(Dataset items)
·····

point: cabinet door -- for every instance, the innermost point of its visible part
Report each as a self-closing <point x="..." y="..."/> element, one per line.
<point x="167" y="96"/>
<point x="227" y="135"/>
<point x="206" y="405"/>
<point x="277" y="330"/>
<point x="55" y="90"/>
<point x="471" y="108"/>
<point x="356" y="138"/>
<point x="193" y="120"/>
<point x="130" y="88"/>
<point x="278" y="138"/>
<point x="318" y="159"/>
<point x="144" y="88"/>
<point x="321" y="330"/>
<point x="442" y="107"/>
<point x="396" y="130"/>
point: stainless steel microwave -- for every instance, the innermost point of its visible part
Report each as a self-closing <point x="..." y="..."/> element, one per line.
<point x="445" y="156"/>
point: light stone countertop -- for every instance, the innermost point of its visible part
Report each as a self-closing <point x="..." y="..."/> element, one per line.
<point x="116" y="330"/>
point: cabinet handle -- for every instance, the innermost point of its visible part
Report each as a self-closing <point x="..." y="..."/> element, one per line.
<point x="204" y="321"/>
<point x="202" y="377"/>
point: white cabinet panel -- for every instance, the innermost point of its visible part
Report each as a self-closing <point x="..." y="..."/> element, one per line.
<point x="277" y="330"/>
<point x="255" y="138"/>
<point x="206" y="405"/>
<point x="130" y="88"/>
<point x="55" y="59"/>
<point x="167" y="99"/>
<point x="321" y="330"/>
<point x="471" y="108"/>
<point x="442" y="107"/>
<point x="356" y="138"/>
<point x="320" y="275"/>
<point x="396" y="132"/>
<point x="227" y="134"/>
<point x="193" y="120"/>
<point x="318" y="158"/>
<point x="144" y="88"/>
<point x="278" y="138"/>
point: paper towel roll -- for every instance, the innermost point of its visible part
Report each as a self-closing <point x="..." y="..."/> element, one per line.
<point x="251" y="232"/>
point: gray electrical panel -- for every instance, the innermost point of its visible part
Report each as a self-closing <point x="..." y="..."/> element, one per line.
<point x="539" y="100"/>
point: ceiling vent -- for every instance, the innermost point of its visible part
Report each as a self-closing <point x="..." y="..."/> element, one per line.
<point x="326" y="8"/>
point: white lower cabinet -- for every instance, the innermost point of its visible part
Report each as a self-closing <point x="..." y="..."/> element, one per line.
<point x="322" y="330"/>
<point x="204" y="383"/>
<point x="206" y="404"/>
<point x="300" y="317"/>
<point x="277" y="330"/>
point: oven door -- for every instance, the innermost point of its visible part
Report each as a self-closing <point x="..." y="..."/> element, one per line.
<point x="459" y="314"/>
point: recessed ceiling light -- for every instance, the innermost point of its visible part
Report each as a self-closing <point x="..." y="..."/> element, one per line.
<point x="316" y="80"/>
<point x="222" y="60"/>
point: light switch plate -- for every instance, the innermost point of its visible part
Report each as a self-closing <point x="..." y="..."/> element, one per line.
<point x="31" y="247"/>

·····

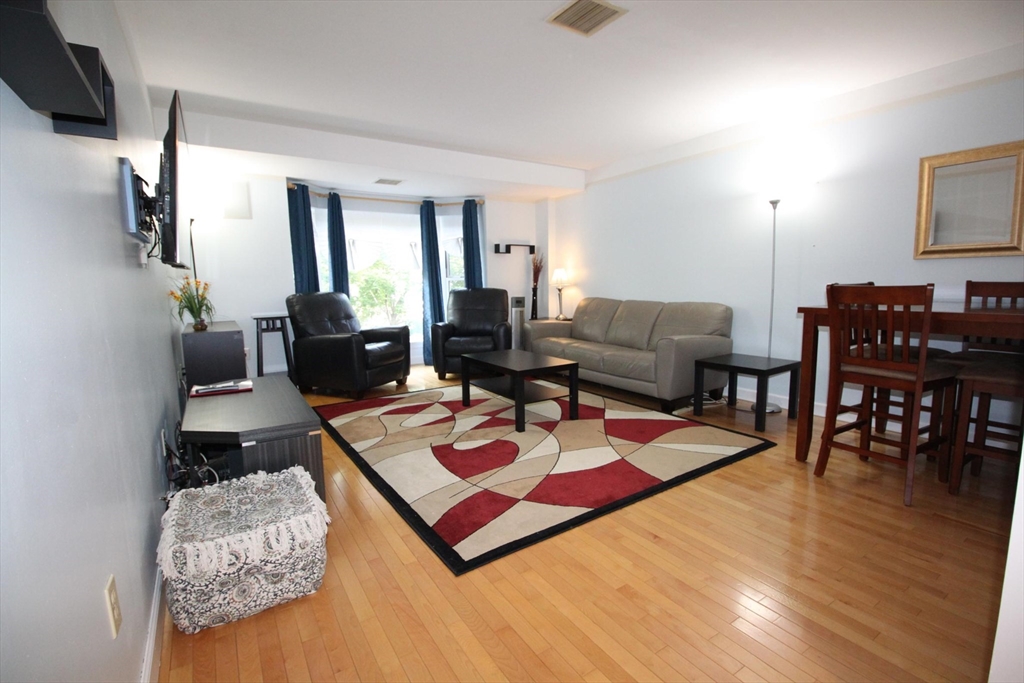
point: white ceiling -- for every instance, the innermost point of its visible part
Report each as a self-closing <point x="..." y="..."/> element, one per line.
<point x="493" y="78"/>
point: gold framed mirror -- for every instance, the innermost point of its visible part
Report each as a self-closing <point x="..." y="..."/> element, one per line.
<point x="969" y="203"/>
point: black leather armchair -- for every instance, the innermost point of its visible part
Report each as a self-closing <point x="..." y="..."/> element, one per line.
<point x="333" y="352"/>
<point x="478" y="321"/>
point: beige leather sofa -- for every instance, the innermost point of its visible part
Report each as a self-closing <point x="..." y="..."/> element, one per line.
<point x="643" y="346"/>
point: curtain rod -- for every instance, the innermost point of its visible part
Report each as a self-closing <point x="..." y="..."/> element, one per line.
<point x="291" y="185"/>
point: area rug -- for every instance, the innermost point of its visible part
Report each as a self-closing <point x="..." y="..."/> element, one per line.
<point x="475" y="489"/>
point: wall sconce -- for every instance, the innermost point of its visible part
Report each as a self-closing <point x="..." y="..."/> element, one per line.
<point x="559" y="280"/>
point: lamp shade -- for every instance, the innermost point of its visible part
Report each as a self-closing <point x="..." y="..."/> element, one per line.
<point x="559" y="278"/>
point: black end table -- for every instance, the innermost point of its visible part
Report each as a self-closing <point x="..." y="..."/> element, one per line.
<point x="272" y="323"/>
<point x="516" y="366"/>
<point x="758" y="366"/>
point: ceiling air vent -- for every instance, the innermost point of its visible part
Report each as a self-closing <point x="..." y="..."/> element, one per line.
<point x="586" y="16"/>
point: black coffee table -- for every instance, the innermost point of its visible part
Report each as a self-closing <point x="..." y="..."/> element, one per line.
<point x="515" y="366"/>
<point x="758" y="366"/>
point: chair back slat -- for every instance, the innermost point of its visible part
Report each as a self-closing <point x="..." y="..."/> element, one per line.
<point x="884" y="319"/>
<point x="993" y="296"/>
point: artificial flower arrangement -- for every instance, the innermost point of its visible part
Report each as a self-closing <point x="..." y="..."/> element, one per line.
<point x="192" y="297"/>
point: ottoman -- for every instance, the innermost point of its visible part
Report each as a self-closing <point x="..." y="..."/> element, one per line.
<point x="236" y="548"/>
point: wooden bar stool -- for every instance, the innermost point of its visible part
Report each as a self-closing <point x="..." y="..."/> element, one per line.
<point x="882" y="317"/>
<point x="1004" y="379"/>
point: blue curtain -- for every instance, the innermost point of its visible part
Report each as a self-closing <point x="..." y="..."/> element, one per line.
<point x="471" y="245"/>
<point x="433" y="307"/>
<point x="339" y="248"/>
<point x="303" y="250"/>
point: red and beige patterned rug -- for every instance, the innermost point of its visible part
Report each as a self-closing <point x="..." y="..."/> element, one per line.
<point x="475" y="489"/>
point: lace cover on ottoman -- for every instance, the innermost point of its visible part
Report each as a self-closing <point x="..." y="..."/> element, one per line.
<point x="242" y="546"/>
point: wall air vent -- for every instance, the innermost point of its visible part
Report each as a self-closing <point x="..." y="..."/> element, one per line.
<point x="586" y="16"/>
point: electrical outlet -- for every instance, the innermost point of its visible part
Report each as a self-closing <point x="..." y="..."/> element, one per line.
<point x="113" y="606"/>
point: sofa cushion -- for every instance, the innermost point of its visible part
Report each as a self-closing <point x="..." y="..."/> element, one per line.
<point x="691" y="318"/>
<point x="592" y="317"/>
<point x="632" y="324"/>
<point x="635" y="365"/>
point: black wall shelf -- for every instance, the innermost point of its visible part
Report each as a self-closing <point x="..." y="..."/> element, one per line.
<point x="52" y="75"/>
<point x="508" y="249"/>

·····

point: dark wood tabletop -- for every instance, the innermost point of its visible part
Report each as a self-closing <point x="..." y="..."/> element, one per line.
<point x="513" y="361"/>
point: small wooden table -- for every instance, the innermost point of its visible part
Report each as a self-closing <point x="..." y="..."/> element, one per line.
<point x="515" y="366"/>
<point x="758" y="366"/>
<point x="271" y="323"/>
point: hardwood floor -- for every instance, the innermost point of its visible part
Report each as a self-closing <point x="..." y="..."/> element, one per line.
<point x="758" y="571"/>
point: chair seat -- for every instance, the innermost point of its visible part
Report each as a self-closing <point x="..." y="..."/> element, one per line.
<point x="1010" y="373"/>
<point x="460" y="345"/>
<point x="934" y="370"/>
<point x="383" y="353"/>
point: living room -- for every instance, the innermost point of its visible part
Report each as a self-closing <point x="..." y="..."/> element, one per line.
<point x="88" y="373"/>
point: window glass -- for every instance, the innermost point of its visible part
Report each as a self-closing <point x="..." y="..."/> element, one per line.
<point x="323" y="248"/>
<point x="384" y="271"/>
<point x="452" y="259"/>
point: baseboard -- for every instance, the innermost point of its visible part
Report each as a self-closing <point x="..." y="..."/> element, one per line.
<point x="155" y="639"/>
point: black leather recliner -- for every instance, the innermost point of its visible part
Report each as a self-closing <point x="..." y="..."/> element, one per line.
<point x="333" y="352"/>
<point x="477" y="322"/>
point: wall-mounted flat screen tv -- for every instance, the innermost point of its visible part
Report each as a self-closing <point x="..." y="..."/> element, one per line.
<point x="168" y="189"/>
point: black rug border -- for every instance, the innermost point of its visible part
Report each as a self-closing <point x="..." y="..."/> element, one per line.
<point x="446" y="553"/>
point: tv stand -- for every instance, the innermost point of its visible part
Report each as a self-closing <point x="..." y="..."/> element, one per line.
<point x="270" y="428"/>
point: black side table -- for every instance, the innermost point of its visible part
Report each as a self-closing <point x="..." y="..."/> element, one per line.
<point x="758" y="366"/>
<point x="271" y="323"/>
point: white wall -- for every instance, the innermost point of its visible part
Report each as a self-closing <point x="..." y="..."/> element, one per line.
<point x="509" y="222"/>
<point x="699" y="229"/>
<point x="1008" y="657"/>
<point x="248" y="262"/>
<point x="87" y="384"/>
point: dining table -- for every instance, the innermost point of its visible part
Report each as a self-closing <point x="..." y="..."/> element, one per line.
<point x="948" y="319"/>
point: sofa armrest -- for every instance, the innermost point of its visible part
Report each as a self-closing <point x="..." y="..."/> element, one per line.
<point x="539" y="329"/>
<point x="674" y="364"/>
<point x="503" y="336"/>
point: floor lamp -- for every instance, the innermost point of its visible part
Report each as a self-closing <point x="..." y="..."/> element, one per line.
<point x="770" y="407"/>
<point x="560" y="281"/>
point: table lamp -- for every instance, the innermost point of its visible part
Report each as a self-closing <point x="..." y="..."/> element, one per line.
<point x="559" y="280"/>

·····

→ Challenge:
Count the lines in the items above that contain the word "ceiling". Reply with the number alone.

→ Task response:
4